---------- PAGE EXCERPT
# Cat in the data
## Predict the outcome of categorical features

## Introduction
This fictional dataset was created ad hoc in order to offer a challenging dataset to make practice with the common machine learning task of encoding and predict from categorical features. The dataset contains only categorical features, and includes:

* binary features
* low- and high-cardinality nominal features
* low- and high-cardinality ordinal features
* (potentially) cyclical features

Firstly, let's import needed libraries and data.

In [None]:
import numpy as np
import pandas as pd
import matplotlib.pyplot as plt
from sklearn import *
from copy import deepcopy

In [None]:
train = pd.read_csv("../input/cat-in-the-dat-ii/train.csv")
test = pd.read_csv("../input/cat-in-the-dat-ii/test.csv")

## Data inspection
Before getting into any kind of encoding or classification it is appropriate to inspect the data to get insights about the dataset. I am going start by getting dataset size, features name and distributions.

In [None]:
print("Training set size: (%d, %d)" %(train.shape[0], train.shape[1]))
print("Test set size: (%d, %d)" %(test.shape[0], test.shape[1]))

In [None]:
# Visualisation options
pd.set_option('display.max_columns', None)
train.head()

In [None]:
summary = pd.DataFrame()
summary['Name'] = train.columns
summary['Type'] = train.dtypes.values
summary['Missing'] = train.isna().sum().values    
summary['Uniques'] = train.nunique().values
print(summary.to_string(index=False))

In [None]:
full_summary = pd.DataFrame(columns=["Train categories", "Test categories", "Not in test", "Not in train"],
                            index=train.drop(columns=['id','target']).columns)
for i, column in enumerate(train.drop(columns=['id','target'])):
    full_summary.iloc[i, 0] = len(train[column].value_counts())
    full_summary.iloc[i, 1] = len(test[column].value_counts())
    train_categories = set(train[column].value_counts().keys())
    test_categories = set(test[column].value_counts().keys())
    full_summary.iloc[i, 2] = len(train_categories - test_categories)
    full_summary.iloc[i, 3] = len(test_categories - train_categories)

print(full_summary)
--------------------
▸ TO BE DONE
(1) Condense the paragraph of the notebook excerpt that begins "Before getting into any kind" into a shorter version that keeps its main facts.
(2) Edit the notebook excerpt by giving everything from "summary['Name'] = train.columns" down to "index=train.drop(columns=['id','target']).columns)" again, with "Uniques" changed to "Distinct".
(3) Name every module that the code in the notebook excerpt imports from or imports directly.
The lines that follow the notebook excerpt are not needed for any of this work.
---------- GIVEN INFORMATION
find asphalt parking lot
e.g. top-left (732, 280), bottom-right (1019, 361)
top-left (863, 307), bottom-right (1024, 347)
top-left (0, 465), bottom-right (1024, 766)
--------------------
▸ RESULTS OF THE EXERCISE
(1) Inspect the data first, before any encoding or classification, to learn about the dataset: start with its size, feature names and distributions.

(2)
summary['Name'] = train.columns
summary['Type'] = train.dtypes.values
summary['Missing'] = train.isna().sum().values    
summary['Distinct'] = train.nunique().values
print(summary.to_string(index=False))

In [None]:
full_summary = pd.DataFrame(columns=["Train categories", "Test categories", "Not in test", "Not in train"],
                            index=train.drop(columns=['id','target']).columns)

(3) numpy, pandas, matplotlib.pyplot, sklearn, copy